• [Task material]:
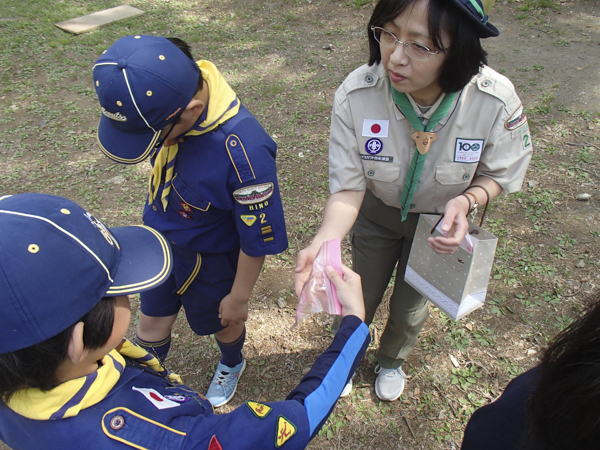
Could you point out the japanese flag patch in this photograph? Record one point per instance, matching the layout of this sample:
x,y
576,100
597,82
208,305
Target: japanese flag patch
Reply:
x,y
375,128
155,398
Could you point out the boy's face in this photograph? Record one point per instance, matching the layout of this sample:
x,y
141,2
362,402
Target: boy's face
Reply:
x,y
120,327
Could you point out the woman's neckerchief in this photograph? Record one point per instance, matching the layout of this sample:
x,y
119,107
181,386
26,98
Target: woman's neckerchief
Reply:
x,y
70,397
422,137
223,105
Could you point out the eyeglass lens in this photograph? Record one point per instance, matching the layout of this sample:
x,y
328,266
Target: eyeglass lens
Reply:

• [Assigned task]:
Note which lines carry the word "flag" in the material, then copy each of them.

• [Result of this exercise]:
Could you point out the japanese flag patch in this photograph? Record one point per instance, matching the layout of this sample:
Target: japanese flag patch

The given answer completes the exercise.